═════ Trecho ═════

Atire a primeira pedra…

…quem nunca teve uma paixonite de ginásio.
Eu tive. Não só uma, como várias. Bem depois dos meus colegas de classe, é verdade; até então acompanhava com certo interesse a fogueira que os consumia e, paciente, esperava pela minha vez, me perguntando qual dos espinhentos magricelos do segundo grau seria o merecedor dos meus suspiros. Porque ter crushes era hype.

Ocorre que 99% dos meus interesses não eram genuínos e, como eu não conseguia me interessar de verdade por ninguém, era cara-de-pau o suficiente para pegar carona nos crushes das amigas. No fundo, achávamos a coisa toda mais divertida do que romântica, e do alto dos nossos doze anos caíamos na risada quando algum deles passava por nós. Bom demais inventar apelidos monstruosos para os meninos, de acordo com certas características físicas ou falhas de caráter. Assim surgia o “alemão”, o “prestativo” e até mesmo o “ovo gorado de galinha preta” (don’t ever ask).

Mas no fundo eu considerava aqueles altões, morenões, desfilando bíceps e barrigas tanquinho nos shorts de educação física, uma coisa muito fora da minha realidade e pela qual eu não tinha muito interesse. Eu nem saberia o que fazer com um daqueles, sinceramente. Não, na boa – a gente faz o quê com um homem desses aos 12 anos?? Coloca dentro de um armário de vidro e fica admirando? Faz fotos de nu artístico (ou não) e vende para as amiguinhas na hora do recreio? Pede pra ele espancar aquele moleque chato que vive puxando o seu cabelo? Não, por favor, não sugiram sujidades de cunho sexual porque, aos doze, Christiane F eu não era, só tinha Barbies na cabeça e não tava podendo.

═════ Dados fornecidos ═════

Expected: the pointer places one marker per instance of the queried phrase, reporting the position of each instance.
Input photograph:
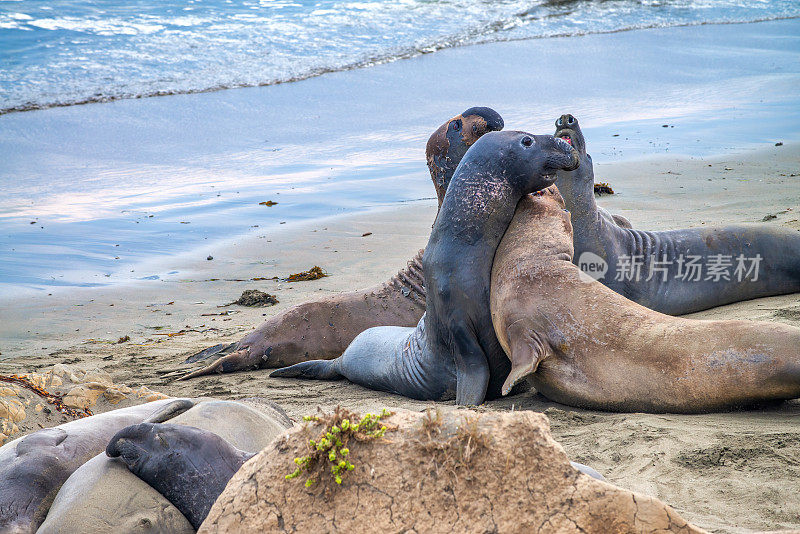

═════

## [Instrução]
Prossiga o trecho sobre as paixonites de ginásio a partir da última frase apresentada, no mesmo tom e em primeira pessoa.

## [Resposta à tarefa]
Então, nesses termos, analisei as opções que me restavam e, já que tava na moda, acabei tratando de me “apaixonar” por uma coisa mais próxima do meu universo – e que mais parecia um híbrido de cofre de porquinho + coelhinho de pelúcia. O Henrique devia ter uns 13 ou 14 anos, cabelos castanhos cacheados, era dentuço (daí a alusão ao coelho), estava acima do peso (porquinho) e vivia com o traseiro saindo por cima do cós da calça (cofrinho). Em defesa do infeliz, digo que ele tinha um par de olhos verdes-farol que paravam o trânsito ao invés de abrir. E lá ficava eu, da sacada do terceiro andar do prédio da escola, meus ansiosos olhos castanhos procurando o balofinho enquanto as amiguinhas se derretiam feito sorvete na praia pros gostosões em seus jeans apertados.

Um Dia a Débora, moreninha de óculos, cabelo curtinho e fofoqueira que só, veio me perguntar qual era a graça em passar o recreio inteiro colada na grade. No melhor espírito “se não puder contar pras amiga não vale a pena” eu procedi a despejar a história completa. Até porque na minha alucinação eu achava que o moleque era realmente uma graça e a Débora ia tipo, totalmente concordar comigo, se apaixonar também e passaríamos a dividir o posto de “gordinho watcher” na hora do lanche; true love knows no jealousy. Só quando ela caiu no chão se contorcendo de rir – acho até que estirou um músculo, nesse dia – eu percebi que afinal talvez não tivesse sido boa idéia revelar o alvo do meu afeto. Fiz a infeliz jurar pela mãe, pai, todos os parentes já mortos e que ainda nem haviam nascido, que ela ja-mais contaria aquilo pra alguém.

Desnecessário dizer que no dia seguinte ela contou pro moleque.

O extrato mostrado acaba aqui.